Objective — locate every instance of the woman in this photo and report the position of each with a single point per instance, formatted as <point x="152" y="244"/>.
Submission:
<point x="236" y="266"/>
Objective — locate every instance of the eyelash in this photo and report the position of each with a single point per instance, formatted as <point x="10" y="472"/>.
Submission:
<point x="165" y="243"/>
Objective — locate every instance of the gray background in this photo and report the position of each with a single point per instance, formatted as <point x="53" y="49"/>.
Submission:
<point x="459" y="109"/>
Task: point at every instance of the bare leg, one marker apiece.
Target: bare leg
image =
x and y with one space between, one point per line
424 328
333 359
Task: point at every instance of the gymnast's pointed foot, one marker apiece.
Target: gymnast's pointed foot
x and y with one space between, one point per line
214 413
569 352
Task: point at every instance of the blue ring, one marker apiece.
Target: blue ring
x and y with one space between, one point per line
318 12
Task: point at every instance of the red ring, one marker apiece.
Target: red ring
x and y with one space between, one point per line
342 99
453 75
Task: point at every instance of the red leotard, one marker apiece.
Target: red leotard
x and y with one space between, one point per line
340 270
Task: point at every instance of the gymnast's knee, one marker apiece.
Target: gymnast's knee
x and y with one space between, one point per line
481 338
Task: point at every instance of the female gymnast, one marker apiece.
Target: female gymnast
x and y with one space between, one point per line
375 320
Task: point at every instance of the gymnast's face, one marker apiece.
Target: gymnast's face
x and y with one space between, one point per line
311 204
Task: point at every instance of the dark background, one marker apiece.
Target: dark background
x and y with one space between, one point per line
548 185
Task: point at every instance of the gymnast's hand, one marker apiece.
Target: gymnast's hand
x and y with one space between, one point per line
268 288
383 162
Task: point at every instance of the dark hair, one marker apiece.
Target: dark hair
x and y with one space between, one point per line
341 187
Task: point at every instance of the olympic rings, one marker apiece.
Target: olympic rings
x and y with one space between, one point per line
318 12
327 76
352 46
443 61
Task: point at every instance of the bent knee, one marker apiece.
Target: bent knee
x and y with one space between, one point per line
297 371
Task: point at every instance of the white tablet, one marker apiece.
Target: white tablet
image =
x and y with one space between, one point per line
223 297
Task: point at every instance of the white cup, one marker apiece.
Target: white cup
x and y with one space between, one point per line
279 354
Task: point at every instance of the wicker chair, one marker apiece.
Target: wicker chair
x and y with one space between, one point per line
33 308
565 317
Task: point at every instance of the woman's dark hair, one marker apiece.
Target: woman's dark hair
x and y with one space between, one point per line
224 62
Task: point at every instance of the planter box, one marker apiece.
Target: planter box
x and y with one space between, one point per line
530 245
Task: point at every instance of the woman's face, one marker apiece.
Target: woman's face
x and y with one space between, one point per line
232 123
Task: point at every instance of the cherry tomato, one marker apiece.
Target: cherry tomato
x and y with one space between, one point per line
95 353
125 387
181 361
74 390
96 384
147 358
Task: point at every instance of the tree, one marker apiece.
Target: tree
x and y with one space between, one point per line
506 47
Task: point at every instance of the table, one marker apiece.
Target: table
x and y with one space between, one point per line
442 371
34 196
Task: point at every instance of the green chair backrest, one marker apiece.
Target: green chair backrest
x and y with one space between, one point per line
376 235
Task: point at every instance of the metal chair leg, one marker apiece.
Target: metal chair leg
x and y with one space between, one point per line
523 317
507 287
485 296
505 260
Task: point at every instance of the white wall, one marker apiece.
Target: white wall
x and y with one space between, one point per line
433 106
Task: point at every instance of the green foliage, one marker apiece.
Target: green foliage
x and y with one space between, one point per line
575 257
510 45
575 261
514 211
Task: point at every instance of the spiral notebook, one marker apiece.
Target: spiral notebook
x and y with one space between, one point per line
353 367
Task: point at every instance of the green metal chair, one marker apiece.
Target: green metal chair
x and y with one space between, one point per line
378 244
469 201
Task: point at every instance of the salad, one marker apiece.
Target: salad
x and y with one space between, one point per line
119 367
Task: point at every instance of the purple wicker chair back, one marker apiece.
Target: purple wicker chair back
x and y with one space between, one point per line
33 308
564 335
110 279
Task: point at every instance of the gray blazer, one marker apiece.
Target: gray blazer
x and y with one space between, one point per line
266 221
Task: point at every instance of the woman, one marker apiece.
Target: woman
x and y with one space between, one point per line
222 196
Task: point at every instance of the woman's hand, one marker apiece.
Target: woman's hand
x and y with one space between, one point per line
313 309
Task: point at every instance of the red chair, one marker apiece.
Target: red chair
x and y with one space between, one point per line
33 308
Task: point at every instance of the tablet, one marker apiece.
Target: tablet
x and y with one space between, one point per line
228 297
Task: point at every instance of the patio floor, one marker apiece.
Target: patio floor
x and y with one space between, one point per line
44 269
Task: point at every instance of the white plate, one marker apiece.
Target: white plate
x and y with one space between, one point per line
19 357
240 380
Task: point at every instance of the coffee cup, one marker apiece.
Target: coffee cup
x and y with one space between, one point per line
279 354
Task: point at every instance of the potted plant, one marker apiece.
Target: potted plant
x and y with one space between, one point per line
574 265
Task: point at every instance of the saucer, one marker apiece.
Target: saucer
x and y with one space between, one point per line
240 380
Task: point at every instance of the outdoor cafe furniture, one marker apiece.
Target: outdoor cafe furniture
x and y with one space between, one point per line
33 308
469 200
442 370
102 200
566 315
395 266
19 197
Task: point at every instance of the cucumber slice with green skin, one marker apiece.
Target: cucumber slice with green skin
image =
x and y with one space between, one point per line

* Request *
Take the line with "Task: point at every instance of the patio" and all lines after it to the last line, and reproduce them exactly.

* Expected answer *
Task: point at every instance of the patio floor, one marker apiece.
Target: patio floor
x and y with one space between, one point per line
44 269
Task: point at every instance of the white plate, one marker apiece.
Target: white plate
x and y with one space between, one point per line
19 357
240 380
Task: point at every instance of the coffee cup, one marker apiece.
Target: coffee cup
x and y with one space between, one point per line
279 354
Task: point at every instance of the potted plant, one marker apiece.
Target: potted plant
x and y with one space between, one point per line
574 265
Task: point at every instance of the saucer, one marker apiece.
Target: saucer
x and y with one space between, one point per line
240 380
Task: point at every instance of the outdoor cafe furniture, one marker apiece.
Target: outdoor cafe furniture
x and y with one space between, one point per line
33 308
469 200
442 370
102 200
566 315
395 266
19 197
Task: point at every instance of the cucumber slice with green skin, one marker apiece.
Target: cucumber slice with green skin
image =
x and y with one space between, one point per line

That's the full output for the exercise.